I attended a homeschooling conference in mid-June and was there venting to someone about how Liesl can add three numbers in her head, listen to me read to her for hours, and recall information I've told her about bugs, but she refuses, refuses, refuses to try to read herself.  She complains that it's too hard.  She knows phonograms and can sound out words, but she refuses to practice.  She's had a hard time learning to write.  Etc. etc.  The lady I was speaking to teaches a how-to-homeschool course, and, having encountered this problem before, asked me, "Does she ever skip words or lines?" Yes.  "Can she remember what she's read about?"  No.  "Can she remember words she read on previous lines?" No. "Is she uncoordinated?" (I hate admitting this because Liesl loves being physically active...) Yes; she falls off chairs and can't catch balls.  There are other indicators that I can answer yes to: Does she put her head close to the page, tilt her head, or squint?  Does she take time to sound things out? Does she rub her eyes a lot?  Does she love being read to but hate trying to read?  (Keep in mind that she was seen by an opthamologist last September, and he declared her vision was perfect.)

The lady then referred me to a vision clinic, who gave us a free screening, and they said that Yep, she has a vision tracking problem.  I found a second, more affordable clinic to get a second opinion, and they verified it.  We start vision therapy in October (after she gets used to the reading glasses she also needs).  I'm very excited to start that up, and I can't wait to see the results!

Learn from me: take it as a sign that there's a problem when your otherwise intelligent child can spend an hour looking through a book she enjoys (an animal encyclopedia is just one example) and never try to sound out a single word. Looking back, it's obvious she's had a problem, but like I said,  I was going off of his opinion this entire year. It wasn't until we had her functional vision checked with an OPTOMETRIST that we discovered the problem.

Vision tracking has to do with how well eyes follow something together-- words along a page, a thrown ball, a moving light.  It's an eye-muscle thing, not an acuity thing.  If the eyes can't work together, it takes more work to get words to focus, and if the brain is working too hard to focus, it cannot retain any information.  Hence, she couldn't remember the word LOOK from one line to the next in a Dick and Jane book, nor could she remember what even happened in the story.  It's very frustrating as a parent when you don't know something's wrong.

THE GENERAL
Playing peek-a-boo

My baby belly makes a good pillow.
Marshall turned two in May and is still the sweetest, most tender-hearted little boy on the planet.  He's discovered a love/obsession for all things automobile (bikes, trucks, tractors, diggers, planes, trains, etc.), and a distaste for all things loud such as thunder, my power tools, and air shows.  He is learning to speak and doing it so cutely.  When the planes were flying over our house during the air shows, he would beg me to come inside.  He even fell asleep on my lap, waiting for the noise to subside.

We sing a lot, and he has a repertoire of over a dozen songs he can sing near pitch-perfect.  He's not actually singing here, so much as singing along, but you get the idea.


DAFFODIL

  
Playing with the new Gears! toy.
Mira turned four earlier this month, and she's also grown an inch since Daddy left.  I'm always sad to encounter yet another of my kids' birthdays, and having a fun little girl leave the age of three (my very favorite age) is a bittersweet occurrance. She promised me, however, that she would still be my silly girl. That's true so far, and she still gives me lots of hugs and kisses.

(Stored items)

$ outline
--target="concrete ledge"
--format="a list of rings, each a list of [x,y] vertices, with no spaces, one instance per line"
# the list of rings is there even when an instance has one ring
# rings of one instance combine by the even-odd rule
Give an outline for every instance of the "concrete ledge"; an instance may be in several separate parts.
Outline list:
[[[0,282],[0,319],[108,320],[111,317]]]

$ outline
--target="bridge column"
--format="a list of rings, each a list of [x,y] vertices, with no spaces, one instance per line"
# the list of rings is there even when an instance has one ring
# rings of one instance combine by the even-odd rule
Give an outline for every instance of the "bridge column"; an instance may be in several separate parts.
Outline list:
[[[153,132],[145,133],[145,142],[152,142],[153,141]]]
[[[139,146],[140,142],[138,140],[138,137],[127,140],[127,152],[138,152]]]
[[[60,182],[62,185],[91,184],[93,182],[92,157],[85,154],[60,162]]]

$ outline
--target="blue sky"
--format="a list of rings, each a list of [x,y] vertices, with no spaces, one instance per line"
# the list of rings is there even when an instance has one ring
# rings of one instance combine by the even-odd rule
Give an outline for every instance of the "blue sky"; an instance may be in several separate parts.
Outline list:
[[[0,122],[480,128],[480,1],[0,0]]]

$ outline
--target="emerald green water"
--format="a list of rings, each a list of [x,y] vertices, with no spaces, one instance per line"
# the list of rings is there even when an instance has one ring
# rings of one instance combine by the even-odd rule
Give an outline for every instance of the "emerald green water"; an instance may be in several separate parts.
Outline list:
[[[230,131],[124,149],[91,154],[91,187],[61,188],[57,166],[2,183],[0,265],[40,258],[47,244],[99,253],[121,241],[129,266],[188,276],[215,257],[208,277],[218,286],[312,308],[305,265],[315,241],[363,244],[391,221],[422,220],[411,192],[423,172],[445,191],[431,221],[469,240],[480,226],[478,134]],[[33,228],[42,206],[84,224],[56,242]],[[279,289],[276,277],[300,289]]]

WORK INSTRUCTION
The blog post defines vision tracking by naming things that eyes follow together. List every one of those things. The stored items have no connection to the blog post.

SOLVED EXERCISE
- Words along a page
- A thrown ball
- A moving light